Salin Artikel

Di Balik Sosok Mbah Arjo, Kakek Berusia 193 Tahun, Temani Presiden Soekarno Ritual hingga Banyak Minum Air Putih

KOMPAS.com - Sosok Mbah Arjo, warga Dusun Sukomulyo, Desa Gadungan, Kecamatan Gandusari, Kabupaten Blitar, Jawa Timur, menjadi perbincangan warganet akhir-akhir ini.

Berdasar informasi yang dihimpun Kompas.com, Mbah Arjo meninggal dunia pada hari Selasa (21/5/2019) saat usianya 193 tahun.

Setahun lalu, Tribunjatim pernah menemui Mbah Arjo di rumahnya. Saat itu, dirinya menceritakan pengalamannya saat menemani Presiden Soekarno melakukan ritual.

Berikut ini fakta lengkapnya:

Meski tak ada bukti tertulis atau kesaksian orang lain, Mbah Arjo mengklaim usianya sudah 200 tahun lebih.

Namun, sesuai data di balai desanya, Mbah Arjo tercatat kelahiran 1825. Hal itu dijelaskan oleh Widodo, Kades Gadungan.

"Data di kependudukan desa kami, Mbah Arjo tercatat kelahiran Desa Gadungan pada 19 Januari 1825. Data pendukungnya, ya enggak ada. Cuma, kakek saya Mbah Mawiro Pradio yang kelahiran 1918 saja, memangil Mbah Arjo itu kakek. Berarti bisa dibayangkan, kalau Mbah Arjo sudah sangat tua. Mbah saya itu baru meninggal tahun 1990," ungkap Widodo, yang usianya baru 48.

- - -

### Yang Perlu Dikerjakan
A – Ringkaslah artikel tentang Mbah Arjo dalam dua kalimat.
B – Teruskan artikel tentang Mbah Arjo mulai dari kalimat sesudah bagian terakhir yang tercantum.

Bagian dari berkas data
- - -

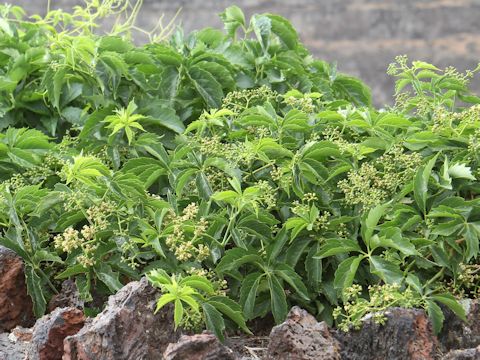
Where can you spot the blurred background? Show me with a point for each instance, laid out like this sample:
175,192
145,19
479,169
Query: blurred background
362,36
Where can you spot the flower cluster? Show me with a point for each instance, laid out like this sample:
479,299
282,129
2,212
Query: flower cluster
374,181
238,101
186,233
71,239
380,298
304,104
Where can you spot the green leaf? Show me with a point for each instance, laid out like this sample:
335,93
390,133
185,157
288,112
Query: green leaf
314,266
284,30
370,222
214,320
461,171
207,86
262,27
178,313
420,189
346,271
230,309
337,246
106,275
450,301
385,270
233,18
289,275
278,300
36,291
248,293
436,316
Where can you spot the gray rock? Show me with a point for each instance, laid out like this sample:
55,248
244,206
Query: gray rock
50,331
457,334
198,347
126,329
406,335
301,336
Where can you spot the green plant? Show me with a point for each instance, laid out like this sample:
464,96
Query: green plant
236,172
195,292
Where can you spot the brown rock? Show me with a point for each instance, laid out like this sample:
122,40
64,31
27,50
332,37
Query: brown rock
126,329
21,334
198,347
464,354
67,297
15,304
13,350
457,334
50,330
301,337
407,335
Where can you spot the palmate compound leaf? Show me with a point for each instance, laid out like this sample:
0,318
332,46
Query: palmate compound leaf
85,169
345,273
207,86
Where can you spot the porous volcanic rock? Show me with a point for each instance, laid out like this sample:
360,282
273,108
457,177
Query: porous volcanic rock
50,331
15,304
301,336
198,347
12,349
464,354
126,329
406,335
457,334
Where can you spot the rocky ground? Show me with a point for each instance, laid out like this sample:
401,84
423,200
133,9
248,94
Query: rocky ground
128,329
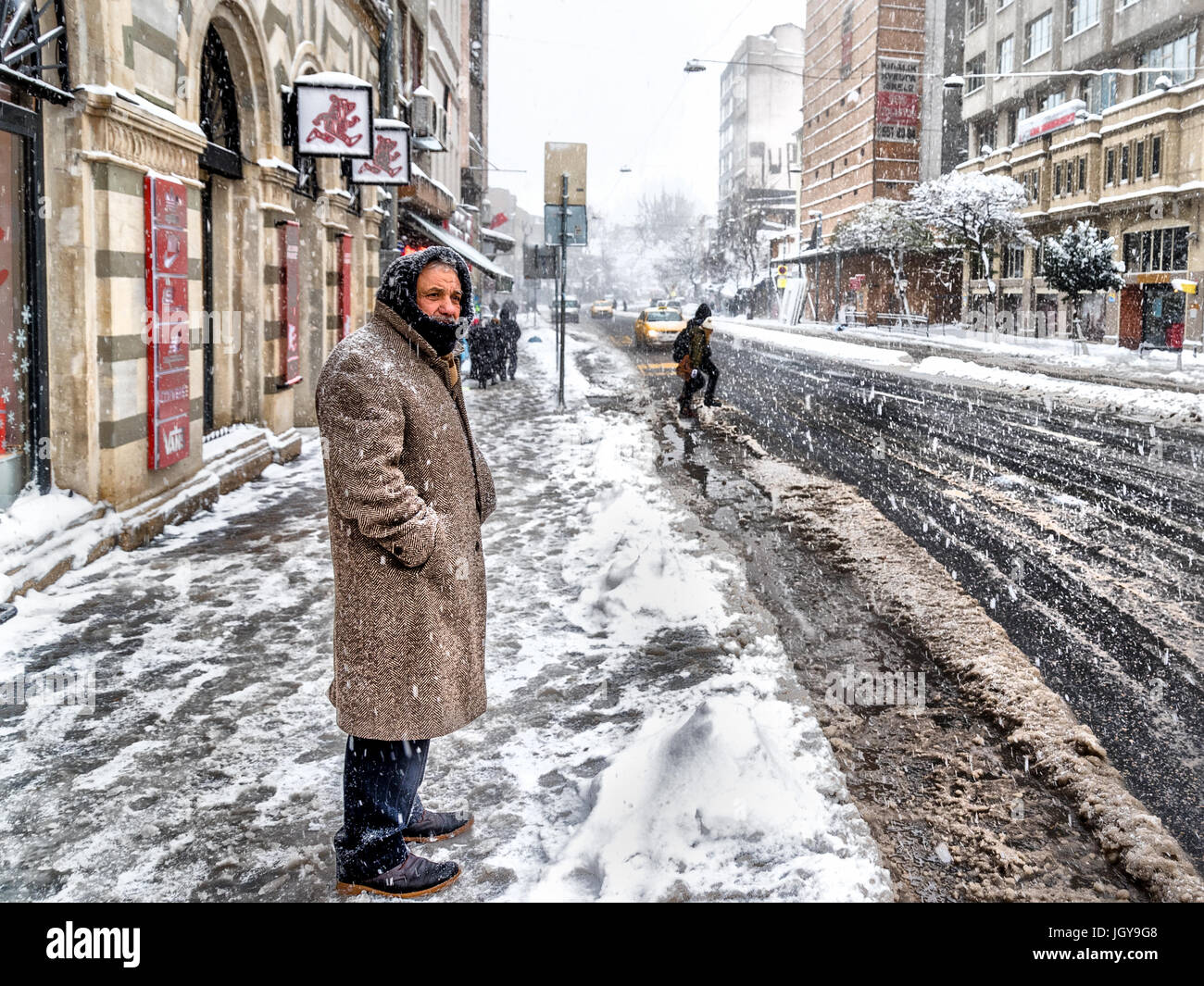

- - -

### Hasil Tiap Tugas
A – Mbah Arjo, warga Dusun Sukomulyo, Desa Gadungan, Kabupaten Blitar, meninggal pada Selasa, 21 Mei 2019, dalam usia 193 tahun dan semasa hidup pernah bercerita tentang pengalamannya menemani Presiden Soekarno melakukan ritual. Ia mengaku berusia lebih dari 200 tahun tanpa bukti tertulis, sedangkan data kependudukan desa mencatat ia lahir pada 19 Januari 1825.

B –
Saat ditemui Minggu (14/1/2018) pukul 09.00 WIB oleh TribunJatim, Mbah Arjo sedang duduk di rumah sederhana dengan ukuran 3 x 4 meter.

Dinding rumahnya berasal dari bambu (gedek), tetapi sebagian belum dianyam dan cukup dipaku. Atapnya terbuat dari alang-alang bercampur jerami.

"Sejak saya tinggal di sini (1990-an), ya ini rumah saya. Ini saya tempati dengan anak perempuan saya," tutur Mbah Arjo.

Saat itu, bicaranya masih lancar, tetapi mengatakan sudah setahun kesulitan jalan.

Sejak tahun 1990-an, Mbah Arjo tinggal bersama anaknya, Ginem (53). Ginem merupakan anak ke-18 dari istri yang keenam Mbah Arjo.

Tempat tinggal Mbah Arjo hanya berjarak 10 kilometer dari puncak Gunung Kelud.

"Kalau dikait-kaitkan dengan peristiwa zaman dulu soal masa kecil saya, ya saya sudah lupa. Namun, ketika zaman penjajah Jepang, saya sudah beristri yang keenam. Sebab, kelima istri saya itu meninggal dunia sehingga saya menikah lagi dan dapat istri orang Ponorogo, namanya Suminem. Ia meninggal dunia ketika Indonesia merdeka," kata dia saat itu.

Menurut salah satu tokoh masyarakat, Heri Noegroho, Bupati Blitar dua periode 2005-2015, usia Mbah Arjo diduga lebih dari 100 tahun.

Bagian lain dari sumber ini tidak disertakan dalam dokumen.